**Materials provided**

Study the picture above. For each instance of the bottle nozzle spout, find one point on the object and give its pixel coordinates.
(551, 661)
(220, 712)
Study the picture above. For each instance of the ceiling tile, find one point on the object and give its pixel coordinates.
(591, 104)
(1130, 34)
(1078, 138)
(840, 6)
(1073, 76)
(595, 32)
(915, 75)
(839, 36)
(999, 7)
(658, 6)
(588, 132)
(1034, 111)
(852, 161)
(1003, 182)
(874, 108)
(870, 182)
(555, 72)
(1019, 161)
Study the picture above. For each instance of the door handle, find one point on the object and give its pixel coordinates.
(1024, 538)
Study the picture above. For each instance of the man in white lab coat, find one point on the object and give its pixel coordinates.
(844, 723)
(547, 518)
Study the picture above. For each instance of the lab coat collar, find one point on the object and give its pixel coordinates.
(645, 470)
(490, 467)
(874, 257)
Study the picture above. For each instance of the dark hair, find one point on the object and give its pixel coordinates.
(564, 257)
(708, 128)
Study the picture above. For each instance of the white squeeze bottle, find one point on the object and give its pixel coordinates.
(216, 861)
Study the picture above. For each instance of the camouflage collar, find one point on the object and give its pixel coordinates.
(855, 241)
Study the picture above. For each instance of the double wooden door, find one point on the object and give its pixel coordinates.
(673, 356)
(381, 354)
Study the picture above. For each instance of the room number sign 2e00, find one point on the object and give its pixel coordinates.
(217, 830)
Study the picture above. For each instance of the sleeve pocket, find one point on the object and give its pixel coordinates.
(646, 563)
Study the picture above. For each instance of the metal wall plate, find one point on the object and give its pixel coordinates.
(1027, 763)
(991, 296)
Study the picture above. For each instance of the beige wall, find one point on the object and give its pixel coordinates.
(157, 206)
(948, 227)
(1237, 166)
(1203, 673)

**Requirement**
Keep every word intact and transcribe the records in full.

**Solved problem**
Study the picture above. For each instance of the bottle nozzle spout, find one point on the object and give its pixel coordinates.
(551, 661)
(220, 712)
Study the picture above. For each instance of the ceiling tile, find one point on the object and give its pixel coordinates.
(591, 104)
(1130, 34)
(1078, 138)
(840, 6)
(1073, 76)
(595, 32)
(915, 75)
(839, 36)
(999, 7)
(658, 6)
(588, 132)
(1034, 111)
(852, 161)
(1003, 182)
(874, 108)
(870, 182)
(555, 72)
(1019, 161)
Study the picture above. For each instance of the door handle, find one point on the object and give its pixel coordinates.
(1024, 538)
Study the picture above. For each instance of the man in white lab coat, find one point on the object and give its pixel coordinates.
(844, 723)
(547, 518)
Study the picture above. For each instance of the lab coat collar, find one point on the object and give its pixel coordinates.
(645, 470)
(490, 467)
(874, 257)
Study the picture above. For each instance of the dark hair, find one point on the object and give its pixel coordinates.
(564, 257)
(708, 128)
Study the picture above. For each instance of the white squeeze bottle, find one point on the object and give its pixel coordinates.
(216, 861)
Study the picture above. For each instance of the camouflage collar, find one point on the object and give its pixel coordinates.
(855, 241)
Study the picture above. For each instance of the double wooden door, find one point on the object and give its pixel coordinates.
(673, 356)
(381, 354)
Study the picture above. For each instance of the room number sign 2e00, find one point on the object and give its pixel coordinates.
(217, 830)
Study the picture above. For each instance of the sleeve pocket, find one point on the object and give its pixel coordinates.
(646, 563)
Study the picture above. For each instance of the metal wall plate, find one point on the object and give its pixel coordinates.
(1027, 763)
(991, 296)
Study the picture above. For each instance of the beige wall, find one point on the object and give its pixel coordinates.
(157, 206)
(948, 227)
(1237, 166)
(1203, 673)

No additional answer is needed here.